──────── Excerpt to read
Background: Patients on antiretroviral therapy (ART) need to achieve a 90% adherence rate to ART in order to prevent disease progression and drug resistance. The patients’ knowledge of ART and HIV is thus crucial to ensuring good adherence, decreased risk for drug resistance and cost-effective treatment for these patients.

Aim: To determine the knowledge of infected patients with regard to HIV and the ART they were receiving.

Setting: The study was conducted at a comprehensive community health centre in a developing low socio-economic community near Cape Town, South Africa.

Methods: A quantitative descriptive correlative research design was applied. A sample consisting of 200 (8.5%) respondents was selected from a population of 2349. A multiple-choice questionnaire, comprising 29 questions, including 14 critical knowledge testing questions, was used in individual interviews conducted by either the researcher or fieldworker who assessed the respondents’ knowledge regarding various key aspects of HIV and ART.

Results: Misconceptions regarding HIV and ART were revealed and scores for the 14 critical knowledge testing questions in the questionnaire revealed that 0% of the respondents had good knowledge, 20% had average knowledge and 80% had poor knowledge.

Conclusion: The respondents on ART in this particular community health centre had poor knowledge of HIV and ART. This may contribute to poor adherence rates, increased drug resistance, disease progression and increased costs for the government with regard to treating such patients. Increased attention needs to be given to patient education.
────────────────
──────── Dataset records
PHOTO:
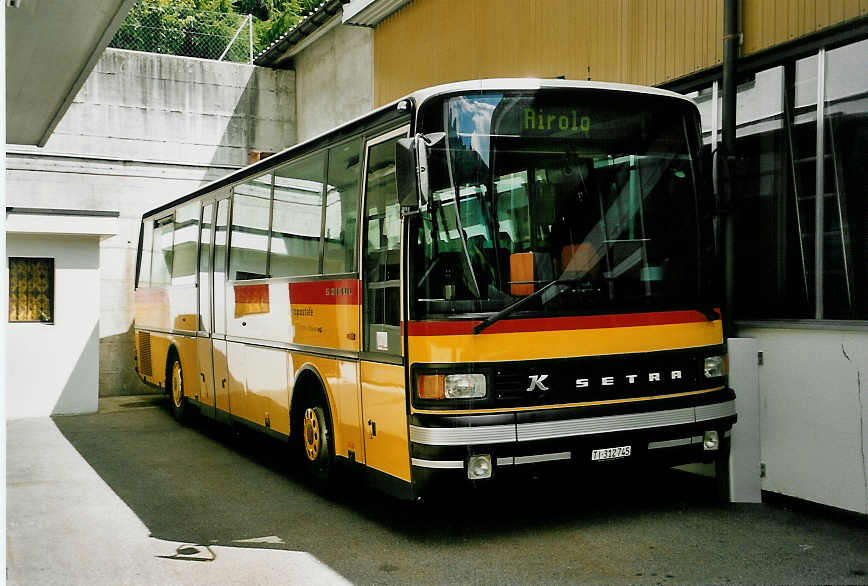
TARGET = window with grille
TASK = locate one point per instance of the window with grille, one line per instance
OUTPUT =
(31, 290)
────────────────
──────── Dataset records
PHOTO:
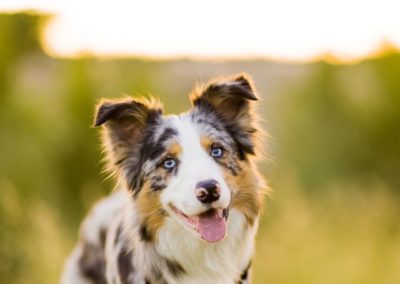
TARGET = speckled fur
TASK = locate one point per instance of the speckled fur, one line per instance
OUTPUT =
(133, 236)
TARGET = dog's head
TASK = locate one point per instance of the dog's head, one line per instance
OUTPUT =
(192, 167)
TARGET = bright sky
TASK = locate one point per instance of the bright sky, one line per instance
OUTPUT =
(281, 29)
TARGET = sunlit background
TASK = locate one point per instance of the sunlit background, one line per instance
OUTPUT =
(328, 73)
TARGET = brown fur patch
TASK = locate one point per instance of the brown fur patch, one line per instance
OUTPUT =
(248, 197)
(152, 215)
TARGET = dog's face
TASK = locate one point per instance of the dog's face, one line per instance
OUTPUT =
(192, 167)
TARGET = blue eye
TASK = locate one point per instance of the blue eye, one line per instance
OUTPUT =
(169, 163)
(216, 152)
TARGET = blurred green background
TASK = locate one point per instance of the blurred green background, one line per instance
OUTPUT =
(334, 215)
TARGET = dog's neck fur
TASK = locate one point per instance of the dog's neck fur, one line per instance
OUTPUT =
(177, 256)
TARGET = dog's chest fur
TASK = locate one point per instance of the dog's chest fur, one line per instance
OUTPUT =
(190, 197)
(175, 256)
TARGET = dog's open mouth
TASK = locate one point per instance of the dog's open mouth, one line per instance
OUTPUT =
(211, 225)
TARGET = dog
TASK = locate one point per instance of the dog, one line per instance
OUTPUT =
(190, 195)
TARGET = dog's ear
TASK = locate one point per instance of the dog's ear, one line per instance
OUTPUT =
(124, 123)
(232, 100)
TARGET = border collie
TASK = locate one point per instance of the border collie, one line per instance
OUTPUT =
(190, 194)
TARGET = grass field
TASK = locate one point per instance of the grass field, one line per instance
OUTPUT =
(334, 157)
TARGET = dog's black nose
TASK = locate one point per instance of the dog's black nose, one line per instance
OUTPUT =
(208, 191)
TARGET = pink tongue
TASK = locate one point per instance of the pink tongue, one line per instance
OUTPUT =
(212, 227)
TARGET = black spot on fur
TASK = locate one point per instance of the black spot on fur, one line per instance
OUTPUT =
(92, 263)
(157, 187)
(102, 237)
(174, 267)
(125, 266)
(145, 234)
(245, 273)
────────────────
──────── Dataset records
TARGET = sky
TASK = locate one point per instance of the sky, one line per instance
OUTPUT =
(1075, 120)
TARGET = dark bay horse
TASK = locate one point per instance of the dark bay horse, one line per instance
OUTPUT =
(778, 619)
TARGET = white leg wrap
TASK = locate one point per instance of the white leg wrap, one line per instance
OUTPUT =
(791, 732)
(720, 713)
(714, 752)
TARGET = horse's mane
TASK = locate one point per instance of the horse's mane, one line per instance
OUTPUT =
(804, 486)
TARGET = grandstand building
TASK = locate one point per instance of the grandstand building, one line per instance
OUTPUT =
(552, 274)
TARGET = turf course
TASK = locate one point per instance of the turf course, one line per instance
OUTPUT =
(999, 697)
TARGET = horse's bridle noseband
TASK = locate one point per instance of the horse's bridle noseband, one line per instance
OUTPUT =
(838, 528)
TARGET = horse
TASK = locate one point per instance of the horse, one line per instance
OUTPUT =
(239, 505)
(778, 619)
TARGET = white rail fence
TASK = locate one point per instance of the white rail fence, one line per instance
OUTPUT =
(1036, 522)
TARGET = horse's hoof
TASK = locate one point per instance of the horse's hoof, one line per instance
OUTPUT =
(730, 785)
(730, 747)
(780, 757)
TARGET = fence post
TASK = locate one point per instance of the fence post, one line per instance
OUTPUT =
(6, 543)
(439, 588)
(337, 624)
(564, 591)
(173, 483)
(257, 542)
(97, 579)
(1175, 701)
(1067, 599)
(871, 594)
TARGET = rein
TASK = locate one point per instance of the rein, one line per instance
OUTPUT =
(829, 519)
────────────────
▶ _Directions_:
**1.** Condense the paragraph of the HIV and ART abstract that begins "Methods: A quantitative descriptive" into a short list that keeps its main facts.
**2.** According to the HIV and ART abstract, why is patients' knowledge of ART and HIV crucial? Answer in one to three sentences.
The records play no part in this exercise.

▶ _Responses per task_:
**1.**
- Design: quantitative descriptive correlative
- Sample: 200 respondents (8.5%) from a population of 2349
- Instrument: multiple-choice questionnaire with 29 questions, 14 of them critical knowledge testing questions
- Procedure: individual interviews by the researcher or a fieldworker, assessing knowledge of key aspects of HIV and ART

**2.** Patients on ART must reach a 90% adherence rate to prevent disease progression and drug resistance. Their knowledge of ART and HIV is therefore crucial to ensuring good adherence, a lower risk of drug resistance, and cost-effective treatment.